| DOCUMENT SECTION |
_____
# Sailing Instruments



## Wilson1 (Oct 6, 2018)

Can anyone recommend a B&G dealer who sells instrument packages at less than MSRP?


----------



## olson34 (Oct 13, 2000)

I would guess that there are multiple choices. Our local marine electronics store will price-match and also negotiate, within limits. They can usually match or come "close enough" to legitimate 'net prices. Occasionally, Tiffanys by the Sea will have a good sale, also.
Perhaps I am not understanding your question. 
Heck, I get email invites from Lowrance/B&G all the time for special deals. 
Where do you live/shop?
BTW, our Lowrance plotter-radar combo has worked flawlessly for several years and one coastal passage. Simrad VHF/AIS radio with its wireless remote is really really nice, too.


----------



## Minnewaska (Feb 21, 2010)

Where are you? Just looking for hardware, or install too? 

Winter is always a good time to shop. Boat shows often have packaged discounts. Some have maintained the virtual boat show concept.


----------



## Wilson1 (Oct 6, 2018)
_____
| RECORDS PROVIDED |

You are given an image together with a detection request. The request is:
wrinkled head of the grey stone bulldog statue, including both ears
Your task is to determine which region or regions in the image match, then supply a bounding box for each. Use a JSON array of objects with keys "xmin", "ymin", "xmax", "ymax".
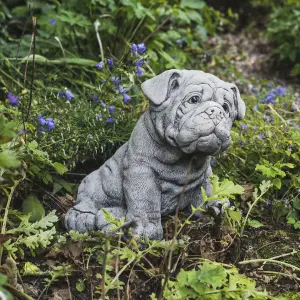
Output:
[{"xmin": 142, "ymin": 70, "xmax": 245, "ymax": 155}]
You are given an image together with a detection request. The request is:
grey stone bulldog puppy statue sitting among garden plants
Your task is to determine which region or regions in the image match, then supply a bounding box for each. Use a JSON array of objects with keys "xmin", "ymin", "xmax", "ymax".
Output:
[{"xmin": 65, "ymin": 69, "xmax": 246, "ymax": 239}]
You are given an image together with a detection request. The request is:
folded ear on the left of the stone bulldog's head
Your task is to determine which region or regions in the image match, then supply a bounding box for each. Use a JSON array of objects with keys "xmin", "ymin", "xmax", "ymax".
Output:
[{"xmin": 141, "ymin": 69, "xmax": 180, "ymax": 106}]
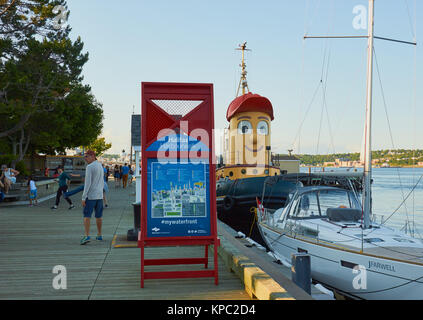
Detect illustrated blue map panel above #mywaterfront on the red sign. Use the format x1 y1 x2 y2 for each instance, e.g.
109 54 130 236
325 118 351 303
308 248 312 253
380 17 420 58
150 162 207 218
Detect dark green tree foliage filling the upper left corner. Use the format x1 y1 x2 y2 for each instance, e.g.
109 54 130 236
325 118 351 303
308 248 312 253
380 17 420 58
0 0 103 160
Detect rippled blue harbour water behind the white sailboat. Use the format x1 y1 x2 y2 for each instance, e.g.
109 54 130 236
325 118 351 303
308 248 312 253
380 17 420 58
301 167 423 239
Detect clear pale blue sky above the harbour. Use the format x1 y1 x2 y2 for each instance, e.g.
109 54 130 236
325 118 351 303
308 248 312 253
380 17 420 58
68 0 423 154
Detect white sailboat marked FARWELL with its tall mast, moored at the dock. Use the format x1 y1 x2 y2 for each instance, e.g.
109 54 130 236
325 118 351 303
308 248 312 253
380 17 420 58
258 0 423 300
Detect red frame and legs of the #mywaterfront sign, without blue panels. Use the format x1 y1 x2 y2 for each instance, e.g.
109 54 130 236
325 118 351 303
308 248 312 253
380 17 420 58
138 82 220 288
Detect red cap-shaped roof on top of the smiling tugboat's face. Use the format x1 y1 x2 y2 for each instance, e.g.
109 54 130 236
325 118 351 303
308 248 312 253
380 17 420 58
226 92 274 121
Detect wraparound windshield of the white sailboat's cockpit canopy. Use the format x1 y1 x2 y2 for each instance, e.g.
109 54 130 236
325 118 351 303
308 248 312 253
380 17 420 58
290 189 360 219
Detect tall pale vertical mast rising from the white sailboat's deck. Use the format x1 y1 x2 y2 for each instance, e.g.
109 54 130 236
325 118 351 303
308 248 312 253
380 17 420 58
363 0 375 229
_____
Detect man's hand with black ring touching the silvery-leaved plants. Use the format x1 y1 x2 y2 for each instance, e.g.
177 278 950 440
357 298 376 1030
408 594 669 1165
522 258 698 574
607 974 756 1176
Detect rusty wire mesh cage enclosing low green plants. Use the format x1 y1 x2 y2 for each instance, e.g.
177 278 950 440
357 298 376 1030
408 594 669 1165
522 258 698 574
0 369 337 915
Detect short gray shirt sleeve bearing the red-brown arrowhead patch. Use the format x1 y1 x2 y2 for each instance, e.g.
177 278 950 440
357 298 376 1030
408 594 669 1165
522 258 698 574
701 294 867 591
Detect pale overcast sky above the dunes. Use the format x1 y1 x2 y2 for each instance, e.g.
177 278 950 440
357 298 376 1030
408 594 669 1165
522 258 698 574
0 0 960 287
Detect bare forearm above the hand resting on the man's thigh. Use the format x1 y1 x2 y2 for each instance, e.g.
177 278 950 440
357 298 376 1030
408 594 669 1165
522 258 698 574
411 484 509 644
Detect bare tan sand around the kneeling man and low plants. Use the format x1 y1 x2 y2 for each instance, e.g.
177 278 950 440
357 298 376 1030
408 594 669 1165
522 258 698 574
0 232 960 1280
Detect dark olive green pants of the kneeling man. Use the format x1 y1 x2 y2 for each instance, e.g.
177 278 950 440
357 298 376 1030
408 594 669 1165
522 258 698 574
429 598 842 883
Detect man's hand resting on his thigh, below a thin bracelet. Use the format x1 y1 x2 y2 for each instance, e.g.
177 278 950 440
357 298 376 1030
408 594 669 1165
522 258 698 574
_____
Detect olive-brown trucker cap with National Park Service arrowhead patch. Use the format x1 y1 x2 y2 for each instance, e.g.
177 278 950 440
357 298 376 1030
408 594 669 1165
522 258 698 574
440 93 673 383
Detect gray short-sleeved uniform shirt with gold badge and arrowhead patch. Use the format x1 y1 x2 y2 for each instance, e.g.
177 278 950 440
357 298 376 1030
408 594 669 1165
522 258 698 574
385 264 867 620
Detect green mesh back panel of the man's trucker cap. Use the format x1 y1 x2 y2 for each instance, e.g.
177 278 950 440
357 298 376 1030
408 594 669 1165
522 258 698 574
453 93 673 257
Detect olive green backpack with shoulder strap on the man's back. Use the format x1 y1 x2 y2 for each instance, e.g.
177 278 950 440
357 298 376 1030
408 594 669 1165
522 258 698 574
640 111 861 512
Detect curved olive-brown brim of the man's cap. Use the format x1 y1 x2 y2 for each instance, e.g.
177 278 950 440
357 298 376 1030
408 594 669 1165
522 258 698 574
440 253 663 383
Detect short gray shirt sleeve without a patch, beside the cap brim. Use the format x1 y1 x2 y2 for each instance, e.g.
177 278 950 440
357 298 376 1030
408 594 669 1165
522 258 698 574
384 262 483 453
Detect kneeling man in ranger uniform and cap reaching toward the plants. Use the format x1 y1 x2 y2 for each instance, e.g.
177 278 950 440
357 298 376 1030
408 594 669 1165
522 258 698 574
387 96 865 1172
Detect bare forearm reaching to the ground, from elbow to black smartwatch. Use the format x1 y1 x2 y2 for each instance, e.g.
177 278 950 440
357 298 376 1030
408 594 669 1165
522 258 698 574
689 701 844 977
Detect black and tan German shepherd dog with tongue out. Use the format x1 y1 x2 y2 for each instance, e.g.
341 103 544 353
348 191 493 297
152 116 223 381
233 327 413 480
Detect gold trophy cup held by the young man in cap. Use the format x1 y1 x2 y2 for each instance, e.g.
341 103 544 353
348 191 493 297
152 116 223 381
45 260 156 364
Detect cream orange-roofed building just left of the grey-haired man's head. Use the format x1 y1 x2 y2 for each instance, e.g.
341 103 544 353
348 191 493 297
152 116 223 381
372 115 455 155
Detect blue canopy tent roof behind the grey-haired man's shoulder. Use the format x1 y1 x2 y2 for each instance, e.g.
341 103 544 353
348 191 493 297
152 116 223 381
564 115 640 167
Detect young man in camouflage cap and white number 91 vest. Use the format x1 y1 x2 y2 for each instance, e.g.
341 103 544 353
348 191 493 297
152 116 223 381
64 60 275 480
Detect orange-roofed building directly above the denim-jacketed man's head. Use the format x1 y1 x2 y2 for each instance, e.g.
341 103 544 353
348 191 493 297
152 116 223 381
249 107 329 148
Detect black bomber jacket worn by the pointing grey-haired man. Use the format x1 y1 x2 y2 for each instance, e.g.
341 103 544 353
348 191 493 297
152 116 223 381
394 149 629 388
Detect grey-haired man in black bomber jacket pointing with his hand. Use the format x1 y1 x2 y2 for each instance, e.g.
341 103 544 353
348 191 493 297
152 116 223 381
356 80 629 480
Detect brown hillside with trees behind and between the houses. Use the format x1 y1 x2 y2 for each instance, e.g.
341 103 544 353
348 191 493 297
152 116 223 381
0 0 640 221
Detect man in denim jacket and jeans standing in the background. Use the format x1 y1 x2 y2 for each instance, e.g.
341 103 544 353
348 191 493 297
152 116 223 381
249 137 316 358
_____
| PROBLEM REQUIREMENTS |
Continue the forum thread about discounts on sailing instruments from the point where it stops.

| REPLY |
Minnewaska said:


> Where are you? Just looking for hardware, or install too?
> 
> Winter is always a good time to shop. Boat shows often have packaged discounts. Some have maintained the virtual boat show concept.


Hi, we are located in southwest Michigan. Don't trust anyone here with installation so I will be doing the install myself. Just looking for the best purchase price of the equipment.


----------



## Wilson1 (Oct 6, 2018)

olson34 said:


> I would guess that there are multiple choices. Our local marine electronics store will price-match and also negotiate, within limits. They can usually match or come "close enough" to legitimate 'net prices. Occasionally, Tiffanys by the Sea will have a good sale, also.
> Perhaps I am not understanding your question.
> Heck, I get email invites from Lowrance/B&G all the time for special deals.
> Where do you live/shop?
> BTW, our Lowrance plotter-radar combo has worked flawlessly for several years and one coastal passage. Simrad VHF/AIS radio with its wireless remote is really really nice, too.


We are located in southwest Michigan. Just looking for best price on equipment as I will be doing the install.


----------



## Minnewaska (Feb 21, 2010)

Defender Marine is having a Labor Day sale right now.

I understand the motivation to do it yourself, if you want it done right. Saves a ton of money too.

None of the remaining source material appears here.